■ TASK PROMPT: Here is a set of records. Copy them all exactly.

[Start of section]

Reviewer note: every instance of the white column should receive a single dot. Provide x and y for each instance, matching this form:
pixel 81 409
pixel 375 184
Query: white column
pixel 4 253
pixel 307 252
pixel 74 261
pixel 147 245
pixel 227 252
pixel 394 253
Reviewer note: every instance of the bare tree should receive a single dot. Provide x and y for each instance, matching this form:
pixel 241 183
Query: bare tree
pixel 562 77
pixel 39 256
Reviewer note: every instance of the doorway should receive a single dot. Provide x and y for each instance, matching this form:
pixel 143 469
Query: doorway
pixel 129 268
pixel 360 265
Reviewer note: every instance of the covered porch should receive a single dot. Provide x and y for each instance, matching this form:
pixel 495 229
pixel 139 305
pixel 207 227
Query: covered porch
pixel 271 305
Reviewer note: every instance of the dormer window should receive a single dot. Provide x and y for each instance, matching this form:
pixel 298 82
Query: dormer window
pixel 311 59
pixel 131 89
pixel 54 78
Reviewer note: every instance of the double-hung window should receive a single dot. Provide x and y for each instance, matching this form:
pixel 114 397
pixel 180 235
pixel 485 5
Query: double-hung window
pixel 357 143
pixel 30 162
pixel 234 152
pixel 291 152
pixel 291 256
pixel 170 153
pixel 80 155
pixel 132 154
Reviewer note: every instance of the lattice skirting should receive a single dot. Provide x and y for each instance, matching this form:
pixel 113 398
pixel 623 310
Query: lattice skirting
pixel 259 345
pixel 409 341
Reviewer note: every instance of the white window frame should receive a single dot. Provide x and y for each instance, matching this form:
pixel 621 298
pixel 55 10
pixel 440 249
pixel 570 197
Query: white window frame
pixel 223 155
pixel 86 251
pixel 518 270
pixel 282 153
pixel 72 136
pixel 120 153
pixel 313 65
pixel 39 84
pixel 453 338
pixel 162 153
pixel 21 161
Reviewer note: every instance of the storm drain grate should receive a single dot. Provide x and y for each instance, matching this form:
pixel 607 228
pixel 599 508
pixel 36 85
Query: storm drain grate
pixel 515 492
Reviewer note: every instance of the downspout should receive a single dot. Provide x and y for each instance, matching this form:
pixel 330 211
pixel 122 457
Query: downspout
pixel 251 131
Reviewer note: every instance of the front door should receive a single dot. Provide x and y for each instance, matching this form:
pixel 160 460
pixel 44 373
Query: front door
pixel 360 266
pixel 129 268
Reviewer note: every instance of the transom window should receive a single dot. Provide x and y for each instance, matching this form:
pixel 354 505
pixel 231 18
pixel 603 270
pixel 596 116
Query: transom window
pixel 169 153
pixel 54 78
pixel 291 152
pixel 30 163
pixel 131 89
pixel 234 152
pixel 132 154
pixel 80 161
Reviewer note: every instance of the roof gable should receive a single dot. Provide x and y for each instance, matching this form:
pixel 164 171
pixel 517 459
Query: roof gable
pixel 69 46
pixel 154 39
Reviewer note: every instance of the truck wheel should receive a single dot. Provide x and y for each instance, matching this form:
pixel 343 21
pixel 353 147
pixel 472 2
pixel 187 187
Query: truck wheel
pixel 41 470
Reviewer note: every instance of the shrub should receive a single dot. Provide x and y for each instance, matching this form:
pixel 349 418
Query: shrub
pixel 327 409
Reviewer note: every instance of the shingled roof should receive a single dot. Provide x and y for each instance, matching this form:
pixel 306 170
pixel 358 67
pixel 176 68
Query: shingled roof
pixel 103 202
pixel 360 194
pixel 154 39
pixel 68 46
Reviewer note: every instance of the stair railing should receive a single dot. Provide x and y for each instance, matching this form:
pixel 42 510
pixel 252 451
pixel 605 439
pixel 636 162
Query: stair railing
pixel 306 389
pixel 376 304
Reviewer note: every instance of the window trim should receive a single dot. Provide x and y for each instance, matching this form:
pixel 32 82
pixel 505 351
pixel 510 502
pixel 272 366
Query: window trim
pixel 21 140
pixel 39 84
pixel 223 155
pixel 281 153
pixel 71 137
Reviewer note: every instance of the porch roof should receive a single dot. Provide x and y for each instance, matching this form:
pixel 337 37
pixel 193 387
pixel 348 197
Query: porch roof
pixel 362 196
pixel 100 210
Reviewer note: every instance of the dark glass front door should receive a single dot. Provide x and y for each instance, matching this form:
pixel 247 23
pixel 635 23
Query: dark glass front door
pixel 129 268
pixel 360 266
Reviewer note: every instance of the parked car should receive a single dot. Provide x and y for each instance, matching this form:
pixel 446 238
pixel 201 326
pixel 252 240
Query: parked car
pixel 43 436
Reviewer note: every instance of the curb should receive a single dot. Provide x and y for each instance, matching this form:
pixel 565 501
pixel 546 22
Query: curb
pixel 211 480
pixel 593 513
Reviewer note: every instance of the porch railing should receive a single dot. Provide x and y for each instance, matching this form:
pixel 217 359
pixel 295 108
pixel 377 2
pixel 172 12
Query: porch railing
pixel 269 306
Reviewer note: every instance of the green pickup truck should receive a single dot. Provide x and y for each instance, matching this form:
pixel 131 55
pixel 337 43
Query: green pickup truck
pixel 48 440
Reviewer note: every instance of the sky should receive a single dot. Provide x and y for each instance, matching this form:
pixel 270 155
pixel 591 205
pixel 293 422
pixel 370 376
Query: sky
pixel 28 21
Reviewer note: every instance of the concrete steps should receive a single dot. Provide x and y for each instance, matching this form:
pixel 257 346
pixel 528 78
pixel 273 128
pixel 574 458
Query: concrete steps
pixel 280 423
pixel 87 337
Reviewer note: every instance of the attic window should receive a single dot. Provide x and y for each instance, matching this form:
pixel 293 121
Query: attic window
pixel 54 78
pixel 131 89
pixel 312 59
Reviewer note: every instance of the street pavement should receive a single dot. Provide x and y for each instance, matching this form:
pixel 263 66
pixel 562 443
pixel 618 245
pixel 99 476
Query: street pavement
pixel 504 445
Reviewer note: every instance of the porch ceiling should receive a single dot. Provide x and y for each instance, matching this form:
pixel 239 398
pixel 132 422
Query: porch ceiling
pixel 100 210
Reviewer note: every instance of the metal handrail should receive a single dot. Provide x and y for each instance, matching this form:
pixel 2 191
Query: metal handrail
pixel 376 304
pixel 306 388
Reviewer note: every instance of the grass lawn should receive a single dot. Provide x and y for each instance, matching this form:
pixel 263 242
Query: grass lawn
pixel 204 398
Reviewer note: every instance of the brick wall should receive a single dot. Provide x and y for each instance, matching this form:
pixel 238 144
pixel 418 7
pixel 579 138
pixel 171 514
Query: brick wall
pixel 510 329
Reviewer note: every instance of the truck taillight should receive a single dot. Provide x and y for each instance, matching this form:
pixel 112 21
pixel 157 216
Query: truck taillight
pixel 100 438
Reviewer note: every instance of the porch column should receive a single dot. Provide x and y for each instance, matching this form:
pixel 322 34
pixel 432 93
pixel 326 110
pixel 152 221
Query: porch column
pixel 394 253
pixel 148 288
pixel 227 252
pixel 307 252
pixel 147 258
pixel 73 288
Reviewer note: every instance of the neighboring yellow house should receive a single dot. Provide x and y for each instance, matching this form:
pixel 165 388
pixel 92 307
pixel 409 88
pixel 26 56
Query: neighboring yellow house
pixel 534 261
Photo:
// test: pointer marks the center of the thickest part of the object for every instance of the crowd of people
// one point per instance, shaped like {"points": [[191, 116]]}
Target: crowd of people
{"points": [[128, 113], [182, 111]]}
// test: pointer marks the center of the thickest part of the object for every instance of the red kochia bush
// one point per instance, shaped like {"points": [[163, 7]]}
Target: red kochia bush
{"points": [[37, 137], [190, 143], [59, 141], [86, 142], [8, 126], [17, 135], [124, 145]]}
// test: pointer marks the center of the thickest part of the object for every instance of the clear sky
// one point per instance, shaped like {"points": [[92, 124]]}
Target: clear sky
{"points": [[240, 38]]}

[End of section]

■ ANSWER TO THIS EXERCISE:
Reviewer note: every instance of the white column should receive a single dot. Provide x and y for each instance, matching this form:
pixel 81 409
pixel 375 184
Query: white column
pixel 4 253
pixel 307 252
pixel 74 261
pixel 147 245
pixel 227 252
pixel 394 253
Reviewer note: every instance of the bare tree should receive a single dot. Provide x and y for each instance, matching this form:
pixel 241 183
Query: bare tree
pixel 562 77
pixel 39 256
Reviewer note: every instance of the doorway should receive a single dot. Provide x and y for each instance, matching this form:
pixel 143 469
Query: doorway
pixel 129 268
pixel 360 265
Reviewer note: every instance of the covered porch should receive a single dot. Provide x and y for each instance, matching this form:
pixel 495 229
pixel 139 305
pixel 207 227
Query: covered porch
pixel 271 305
Reviewer note: every instance of the dormer window should receive a single dot. Provide x and y for each instance, matching this form:
pixel 298 82
Query: dormer window
pixel 311 59
pixel 131 89
pixel 54 78
Reviewer note: every instance of the double-hung window should receive a single dot. Provide x and y for each instance, matching this form:
pixel 114 397
pixel 180 235
pixel 485 5
Query: double-hung window
pixel 357 143
pixel 30 162
pixel 234 152
pixel 291 152
pixel 291 256
pixel 170 153
pixel 80 155
pixel 132 154
Reviewer note: every instance of the lattice skirting should receive a single dot. Provide x and y for each instance, matching this form:
pixel 113 398
pixel 623 310
Query: lattice skirting
pixel 259 345
pixel 409 341
Reviewer note: every instance of the white window frame should receive a single dot. Provide x and y for each instance, matching this form:
pixel 621 298
pixel 55 10
pixel 440 249
pixel 570 197
Query: white window frame
pixel 223 155
pixel 86 251
pixel 518 270
pixel 282 153
pixel 72 136
pixel 120 153
pixel 313 65
pixel 39 84
pixel 453 338
pixel 162 153
pixel 21 161
Reviewer note: every instance of the storm drain grate should receive a single dot. Provide x and y for each instance, matching this form:
pixel 607 228
pixel 599 508
pixel 36 85
Query: storm drain grate
pixel 515 492
Reviewer note: every instance of the downspout should receive a single dot. Provide x and y for each instance, matching this form:
pixel 330 211
pixel 122 457
Query: downspout
pixel 251 131
Reviewer note: every instance of the front door should receive a single dot. Provide x and y for each instance, matching this form:
pixel 160 460
pixel 44 373
Query: front door
pixel 360 266
pixel 129 268
Reviewer note: every instance of the transom window should receive a single dot. Provide x and y for each instance, matching this form:
pixel 354 505
pixel 231 18
pixel 603 270
pixel 596 116
Query: transom window
pixel 169 153
pixel 54 78
pixel 291 152
pixel 30 163
pixel 131 89
pixel 234 152
pixel 132 154
pixel 80 161
Reviewer note: every instance of the roof gable should receive a single dot. Provide x and y for each instance, matching this form:
pixel 164 171
pixel 517 459
Query: roof gable
pixel 69 46
pixel 154 39
Reviewer note: every instance of the truck wheel should receive a single dot. Provide x and y for each instance, matching this form:
pixel 343 21
pixel 353 147
pixel 472 2
pixel 187 187
Query: truck wheel
pixel 41 470
Reviewer note: every instance of the shrub should receive a single dot. Provide x and y for each instance, matching this form:
pixel 349 418
Query: shrub
pixel 327 409
Reviewer note: every instance of the shingled roof should receive a single dot. Provide x and y for each instance, matching this form:
pixel 306 170
pixel 358 67
pixel 176 68
Query: shingled roof
pixel 103 202
pixel 360 194
pixel 154 39
pixel 68 46
Reviewer note: every instance of the stair railing should receive a single dot. Provide x and y for each instance, matching this form:
pixel 42 510
pixel 252 451
pixel 605 439
pixel 636 162
Query: stair railing
pixel 306 389
pixel 376 304
Reviewer note: every instance of the window trim should receive a single dot. Provide x and y for each instance, matching this form:
pixel 32 82
pixel 505 351
pixel 510 502
pixel 272 366
Query: window trim
pixel 21 140
pixel 39 84
pixel 223 155
pixel 281 153
pixel 71 137
Reviewer note: every instance of the porch roof should receive a single dot. Provide x and y for each instance, matching this form:
pixel 337 37
pixel 193 387
pixel 348 197
Query: porch roof
pixel 362 196
pixel 100 210
Reviewer note: every instance of the dark glass front door should receive a single dot. Provide x and y for each instance, matching this form:
pixel 247 23
pixel 635 23
Query: dark glass front door
pixel 129 268
pixel 360 266
Reviewer note: every instance of the parked car should receive a single dot. Provide x and y for each instance, matching this form:
pixel 446 238
pixel 201 326
pixel 252 240
Query: parked car
pixel 43 436
Reviewer note: every instance of the curb should receive a single dot. Provide x and y for each instance, matching this form:
pixel 565 501
pixel 546 22
Query: curb
pixel 211 480
pixel 593 513
Reviewer note: every instance of the porch railing should receive a single dot. Provide x and y for each instance, matching this form:
pixel 217 359
pixel 295 108
pixel 377 2
pixel 172 12
Query: porch railing
pixel 269 306
Reviewer note: every instance of the green pickup truck should receive a single dot. Provide x and y for each instance, matching this form:
pixel 131 55
pixel 337 43
Query: green pickup truck
pixel 48 440
Reviewer note: every instance of the sky should receive a single dot. Provide x and y for each instance, matching this form:
pixel 270 155
pixel 591 205
pixel 293 422
pixel 370 376
Query: sky
pixel 28 21
Reviewer note: every instance of the concrete steps should receive a single dot. Provide x and y for each instance, matching this form:
pixel 257 346
pixel 528 78
pixel 273 128
pixel 574 458
Query: concrete steps
pixel 280 423
pixel 87 337
Reviewer note: every instance of the attic window should receive a single dot. Provide x and y for each instance, matching this form:
pixel 293 121
Query: attic window
pixel 54 78
pixel 131 89
pixel 312 59
Reviewer note: every instance of the street pavement should receive a single dot. Provide x and y for each instance, matching this form:
pixel 263 66
pixel 562 443
pixel 618 245
pixel 99 476
Query: street pavement
pixel 504 445
Reviewer note: every instance of the porch ceiling should receive a single dot. Provide x and y for each instance, matching this form:
pixel 239 398
pixel 132 422
Query: porch ceiling
pixel 100 210
Reviewer note: every instance of the metal handrail should receive a single dot. Provide x and y for each instance, matching this form:
pixel 2 191
Query: metal handrail
pixel 376 304
pixel 306 388
Reviewer note: every instance of the grass lawn should receive a single dot. Provide x and y for each instance, matching this form:
pixel 263 242
Query: grass lawn
pixel 204 398
Reviewer note: every instance of the brick wall should receive a single dot. Provide x and y for each instance, matching this form:
pixel 238 144
pixel 418 7
pixel 579 138
pixel 171 514
Query: brick wall
pixel 510 329
Reviewer note: every instance of the truck taillight should receive a single dot. Provide x and y for each instance, matching this form:
pixel 112 21
pixel 157 216
Query: truck taillight
pixel 100 438
Reviewer note: every instance of the porch column should receive a single dot. Provide x and y for each instance, matching this form:
pixel 322 34
pixel 432 93
pixel 326 110
pixel 152 221
Query: porch column
pixel 394 253
pixel 148 288
pixel 227 252
pixel 307 252
pixel 147 258
pixel 73 288
Reviewer note: every instance of the neighboring yellow house should receive a single dot. Provide x and y for each instance, matching this form:
pixel 165 388
pixel 92 307
pixel 409 88
pixel 26 56
Query: neighboring yellow house
pixel 534 261
Photo:
// test: pointer marks the center of the thickest part of the object for every instance of the crowd of people
// one point per instance, shaped like {"points": [[191, 116]]}
Target: crowd of people
{"points": [[128, 113], [182, 111]]}
// test: pointer marks the center of the thickest part of the object for every instance of the red kochia bush
// one point per instance, shaped like {"points": [[163, 7]]}
Target: red kochia bush
{"points": [[37, 137], [190, 143], [59, 141], [86, 142], [8, 126], [17, 135], [124, 145]]}
// test: pointer marks the center of the thickest part of the object for every instance of the clear sky
// one point per instance, shaped like {"points": [[92, 124]]}
Target: clear sky
{"points": [[240, 38]]}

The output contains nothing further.